··· Data for processing

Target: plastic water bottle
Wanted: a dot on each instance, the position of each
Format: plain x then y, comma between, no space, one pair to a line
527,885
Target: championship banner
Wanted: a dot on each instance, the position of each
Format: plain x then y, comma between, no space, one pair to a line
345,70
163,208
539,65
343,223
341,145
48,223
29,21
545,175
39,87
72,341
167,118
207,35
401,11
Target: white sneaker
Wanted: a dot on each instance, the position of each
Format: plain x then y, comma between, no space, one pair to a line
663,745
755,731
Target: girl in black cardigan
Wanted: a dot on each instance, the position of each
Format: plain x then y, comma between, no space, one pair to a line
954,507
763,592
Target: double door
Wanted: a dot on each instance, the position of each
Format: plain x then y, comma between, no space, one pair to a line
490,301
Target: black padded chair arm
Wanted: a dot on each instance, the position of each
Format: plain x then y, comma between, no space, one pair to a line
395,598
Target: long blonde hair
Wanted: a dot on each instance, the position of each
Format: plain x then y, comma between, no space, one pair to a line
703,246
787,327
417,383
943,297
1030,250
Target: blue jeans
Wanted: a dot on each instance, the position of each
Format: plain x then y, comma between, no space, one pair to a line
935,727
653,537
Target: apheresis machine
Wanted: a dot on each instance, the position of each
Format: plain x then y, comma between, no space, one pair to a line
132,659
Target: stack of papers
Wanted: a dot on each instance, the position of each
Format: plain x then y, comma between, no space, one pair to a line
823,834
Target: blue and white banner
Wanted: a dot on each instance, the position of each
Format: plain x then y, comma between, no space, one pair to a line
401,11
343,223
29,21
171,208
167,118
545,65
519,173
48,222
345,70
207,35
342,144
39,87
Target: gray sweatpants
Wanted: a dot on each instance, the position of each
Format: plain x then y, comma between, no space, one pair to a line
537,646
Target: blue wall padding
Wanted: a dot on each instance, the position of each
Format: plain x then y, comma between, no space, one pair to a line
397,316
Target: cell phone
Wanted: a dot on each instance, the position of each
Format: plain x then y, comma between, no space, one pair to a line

······

» Given exercise:
Your output consists solely of the lines from the one with "Target: blue and white banner" through the last line, copied exactly.

» Task result:
Target: blue and white banner
Wanted: a dot on each instance, the position of each
Format: plain x then y, comma between, no space, one pair to a line
401,11
343,223
29,21
171,208
167,118
545,65
519,173
48,222
345,70
207,35
342,144
39,87
Target: gray sweatpants
Wanted: a dot on each instance, the position of each
Format: plain x then y, comma between, no space, one pair to a line
537,646
Target: blue wall padding
Wanted: a dot on each instance, the position of each
Format: plain x then y, comma between, no space, one pair to a line
397,316
Target: cell phone
Wanted: a dot on each instance, the position of each
Format: plain x then y, comma between, no space, one pair to a line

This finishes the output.